**Consignes de l'exercice**
1. Répondez à ces questions d'après le texte sur le gaz de mine :
(a) Quel gaz le gaz de mine contient-il majoritairement ?
(b) Qu'est-ce qui fait apparaître et évoluer les régimes de pression des différents réservoirs de gaz ?
(c) Quand le gaz est capté trop rapidement, qu'est-ce que la dépressurisation des galeries contracte ?
2. Recopiez le passage du texte sur le gaz de mine qui commence par « Nous trouvions inconcevable » et se poursuit jusqu'à « significative les réserves. ».
3. Dans le texte sur le gaz de mine, relevez toutes les actions introduites par « Nous devions ».

**Texte de la page**
☆ ☆ ☆ ☆ ☆ ☆ ☆
Nous trouvions inconcevable que ce gaz de mine, contenant majoritairement du méthane, s’échappe dans l’atmosphère. Nous avons donc récupéré les concessions. Nous devions encore évaluer les réserves de gaz et comprendre les régimes de pression des différents réservoirs de gaz, qui apparaissent et évoluent du fait de l’ennoiement progressif des galeries par l’eau. Nous devions aussi maîtriser l’effet du captage du gaz sur les vides miniers. Si le gaz est capté trop rapidement, la dépressurisation des galeries contracte le charbon, ce qui bouche les fissures naturelles nécessaires pour acheminer le gaz désorbé des charbons déstressés dans les galeries minières. La production de gaz chute alors très rapidement, ce qui impacte l’économie du projet et réduit de manière significative les réserves.
☆ ☆ ☆ ☆ ☆ ☆ ☆
**Matériel répertorié**
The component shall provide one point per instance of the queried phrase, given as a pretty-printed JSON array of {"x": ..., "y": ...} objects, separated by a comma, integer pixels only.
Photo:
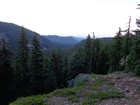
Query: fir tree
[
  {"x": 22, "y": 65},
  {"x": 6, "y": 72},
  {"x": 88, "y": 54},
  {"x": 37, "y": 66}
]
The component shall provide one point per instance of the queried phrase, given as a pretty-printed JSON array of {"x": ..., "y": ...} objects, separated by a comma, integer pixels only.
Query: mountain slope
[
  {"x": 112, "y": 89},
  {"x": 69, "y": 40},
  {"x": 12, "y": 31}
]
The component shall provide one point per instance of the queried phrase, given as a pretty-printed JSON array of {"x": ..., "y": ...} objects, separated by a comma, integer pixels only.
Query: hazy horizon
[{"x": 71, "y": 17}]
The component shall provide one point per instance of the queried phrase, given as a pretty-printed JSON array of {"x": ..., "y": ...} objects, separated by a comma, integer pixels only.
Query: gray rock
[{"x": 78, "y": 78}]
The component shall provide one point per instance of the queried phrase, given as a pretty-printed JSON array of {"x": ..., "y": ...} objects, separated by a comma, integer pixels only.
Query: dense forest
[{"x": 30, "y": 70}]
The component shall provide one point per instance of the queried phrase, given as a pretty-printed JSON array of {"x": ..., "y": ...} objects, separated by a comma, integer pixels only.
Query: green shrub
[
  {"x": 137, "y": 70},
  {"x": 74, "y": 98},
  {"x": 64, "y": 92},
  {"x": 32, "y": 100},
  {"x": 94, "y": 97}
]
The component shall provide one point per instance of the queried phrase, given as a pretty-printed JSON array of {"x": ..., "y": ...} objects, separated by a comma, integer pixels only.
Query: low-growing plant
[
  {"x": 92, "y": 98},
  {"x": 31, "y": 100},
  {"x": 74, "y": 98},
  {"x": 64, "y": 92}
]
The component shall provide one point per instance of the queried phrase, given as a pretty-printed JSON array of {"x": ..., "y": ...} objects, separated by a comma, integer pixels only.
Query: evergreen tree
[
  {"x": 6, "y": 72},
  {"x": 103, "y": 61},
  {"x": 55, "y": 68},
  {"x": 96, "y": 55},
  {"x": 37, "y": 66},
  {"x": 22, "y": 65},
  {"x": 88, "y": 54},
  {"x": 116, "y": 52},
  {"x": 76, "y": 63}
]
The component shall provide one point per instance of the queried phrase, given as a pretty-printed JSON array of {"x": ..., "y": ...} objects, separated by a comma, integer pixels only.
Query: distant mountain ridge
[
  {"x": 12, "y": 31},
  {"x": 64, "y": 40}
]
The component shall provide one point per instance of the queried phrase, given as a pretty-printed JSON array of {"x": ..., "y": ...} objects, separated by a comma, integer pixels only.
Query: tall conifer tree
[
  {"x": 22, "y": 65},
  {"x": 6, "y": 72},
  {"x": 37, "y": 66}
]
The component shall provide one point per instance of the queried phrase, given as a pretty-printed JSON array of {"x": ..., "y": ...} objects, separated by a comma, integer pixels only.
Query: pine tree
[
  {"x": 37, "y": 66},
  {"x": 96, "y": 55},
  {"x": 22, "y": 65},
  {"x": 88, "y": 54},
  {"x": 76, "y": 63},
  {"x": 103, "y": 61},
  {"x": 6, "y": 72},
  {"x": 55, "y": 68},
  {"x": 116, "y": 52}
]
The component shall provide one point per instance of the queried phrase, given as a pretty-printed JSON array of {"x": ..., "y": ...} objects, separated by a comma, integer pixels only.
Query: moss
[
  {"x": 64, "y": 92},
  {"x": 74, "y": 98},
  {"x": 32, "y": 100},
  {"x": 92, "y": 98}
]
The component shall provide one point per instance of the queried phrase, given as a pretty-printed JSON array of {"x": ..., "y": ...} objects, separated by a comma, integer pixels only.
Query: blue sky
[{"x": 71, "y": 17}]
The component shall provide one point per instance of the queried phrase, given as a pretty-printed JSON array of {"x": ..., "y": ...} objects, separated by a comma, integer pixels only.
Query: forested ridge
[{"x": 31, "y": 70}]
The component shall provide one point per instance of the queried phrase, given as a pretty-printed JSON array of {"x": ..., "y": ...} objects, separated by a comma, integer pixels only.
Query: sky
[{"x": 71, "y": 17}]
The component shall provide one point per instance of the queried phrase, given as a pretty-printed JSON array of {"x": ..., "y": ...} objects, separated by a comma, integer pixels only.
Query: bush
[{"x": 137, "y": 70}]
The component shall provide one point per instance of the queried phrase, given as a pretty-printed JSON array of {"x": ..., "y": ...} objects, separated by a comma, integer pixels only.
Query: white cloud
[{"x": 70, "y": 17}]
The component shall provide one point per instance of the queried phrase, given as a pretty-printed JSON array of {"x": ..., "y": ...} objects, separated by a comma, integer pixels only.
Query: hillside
☆ ☆ ☆ ☆ ☆ ☆ ☆
**Réponses attendues**
1.
(a) Du méthane.
(b) L'ennoiement progressif des galeries par l'eau.
(c) Le charbon.

2.
Nous trouvions inconcevable que ce gaz de mine, contenant majoritairement du méthane, s’échappe dans l’atmosphère. Nous avons donc récupéré les concessions. Nous devions encore évaluer les réserves de gaz et comprendre les régimes de pression des différents réservoirs de gaz, qui apparaissent et évoluent du fait de l’ennoiement progressif des galeries par l’eau. Nous devions aussi maîtriser l’effet du captage du gaz sur les vides miniers. Si le gaz est capté trop rapidement, la dépressurisation des galeries contracte le charbon, ce qui bouche les fissures naturelles nécessaires pour acheminer le gaz désorbé des charbons déstressés dans les galeries minières. La production de gaz chute alors très rapidement, ce qui impacte l’économie du projet et réduit de manière significative les réserves.

3.
- évaluer les réserves de gaz
- comprendre les régimes de pression des différents réservoirs de gaz
- maîtriser l'effet du captage du gaz sur les vides miniers